::: Dataset entries :::

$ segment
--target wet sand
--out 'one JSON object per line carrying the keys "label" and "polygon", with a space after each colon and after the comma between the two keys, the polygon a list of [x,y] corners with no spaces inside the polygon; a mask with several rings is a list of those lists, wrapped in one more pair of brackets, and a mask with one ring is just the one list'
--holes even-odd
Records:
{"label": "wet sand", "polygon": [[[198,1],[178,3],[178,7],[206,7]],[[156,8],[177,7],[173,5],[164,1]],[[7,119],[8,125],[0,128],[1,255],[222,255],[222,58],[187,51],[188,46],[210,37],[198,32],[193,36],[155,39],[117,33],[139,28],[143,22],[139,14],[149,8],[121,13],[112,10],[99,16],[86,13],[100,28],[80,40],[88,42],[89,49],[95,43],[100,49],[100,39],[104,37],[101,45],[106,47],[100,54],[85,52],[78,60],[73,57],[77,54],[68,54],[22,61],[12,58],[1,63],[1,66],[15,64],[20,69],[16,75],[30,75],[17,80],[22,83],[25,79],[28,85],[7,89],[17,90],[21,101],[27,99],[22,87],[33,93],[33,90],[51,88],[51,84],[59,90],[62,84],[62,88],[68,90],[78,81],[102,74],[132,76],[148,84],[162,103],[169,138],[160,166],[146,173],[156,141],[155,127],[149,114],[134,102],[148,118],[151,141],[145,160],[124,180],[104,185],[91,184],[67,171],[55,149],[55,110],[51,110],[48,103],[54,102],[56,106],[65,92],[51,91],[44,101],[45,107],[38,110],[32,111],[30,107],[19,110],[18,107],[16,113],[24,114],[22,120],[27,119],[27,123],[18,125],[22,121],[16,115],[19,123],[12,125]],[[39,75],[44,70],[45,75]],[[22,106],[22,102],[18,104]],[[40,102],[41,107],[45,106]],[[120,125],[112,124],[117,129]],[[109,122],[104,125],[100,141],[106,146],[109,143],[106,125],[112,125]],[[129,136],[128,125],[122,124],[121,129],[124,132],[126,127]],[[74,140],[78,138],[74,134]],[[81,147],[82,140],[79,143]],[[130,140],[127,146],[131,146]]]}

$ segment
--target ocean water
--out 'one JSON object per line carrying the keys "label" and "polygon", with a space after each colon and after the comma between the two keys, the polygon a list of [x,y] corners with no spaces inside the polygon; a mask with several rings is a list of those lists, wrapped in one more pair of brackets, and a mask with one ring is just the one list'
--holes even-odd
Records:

:::

Exercise aim:
Set down these lines again without any change, covering every one of the records.

The reply:
$ segment
--target wet sand
--out 'one JSON object per line carrying the keys "label" and "polygon", with a space after each colon and after the comma between the two keys, the polygon a list of [x,y] corners with no spaces inside the polygon; a mask with several rings is a list of those lists, wrapped in one more pair of brackets, and a mask with one ring is just the one list'
--holes even-odd
Records:
{"label": "wet sand", "polygon": [[[198,1],[178,3],[178,7],[206,7]],[[156,8],[177,7],[173,5],[164,1]],[[7,119],[8,125],[0,128],[1,255],[222,255],[222,58],[187,51],[188,46],[210,37],[198,32],[193,36],[155,39],[117,33],[139,28],[143,22],[139,14],[149,8],[121,13],[112,10],[99,16],[86,13],[100,28],[80,40],[88,42],[89,49],[95,43],[100,49],[100,39],[104,37],[101,45],[106,47],[100,54],[85,52],[78,60],[73,57],[77,54],[68,54],[22,61],[12,58],[1,63],[1,66],[15,64],[20,69],[16,75],[30,75],[17,80],[22,83],[25,79],[28,85],[7,89],[17,90],[21,101],[27,99],[22,87],[33,93],[33,90],[51,88],[51,84],[59,90],[62,84],[62,88],[68,90],[78,81],[102,74],[132,76],[148,84],[162,103],[169,138],[160,166],[146,173],[156,141],[155,127],[149,114],[134,102],[148,118],[151,141],[145,160],[124,180],[104,185],[91,184],[67,171],[55,149],[55,110],[51,110],[48,103],[54,102],[56,106],[65,92],[51,91],[44,101],[45,107],[38,110],[32,111],[30,107],[19,110],[18,107],[16,113],[24,114],[22,120],[27,119],[27,123],[18,125],[22,121],[16,115],[19,123],[12,125]],[[39,75],[44,70],[45,75]],[[22,106],[22,102],[18,104]],[[40,102],[41,107],[45,106]],[[120,125],[112,124],[117,129]],[[109,122],[104,125],[100,141],[106,146],[109,143],[106,125],[112,125]],[[129,136],[128,125],[122,124],[121,129],[124,132],[126,127]],[[74,140],[78,138],[74,134]],[[81,147],[82,140],[79,143]],[[130,140],[127,146],[131,146]]]}

$ segment
--target ocean water
--out 'one JSON object per line carrying the keys "label" and "polygon", with a space after each colon and after the comma between the two keys, the polygon a list of [x,y] corners with no spaces inside the polygon; a mask with several rings is a list of those lists, wrapped in one more pair of brackets, and a mask with one ring is just the one list'
--holes even-odd
Records:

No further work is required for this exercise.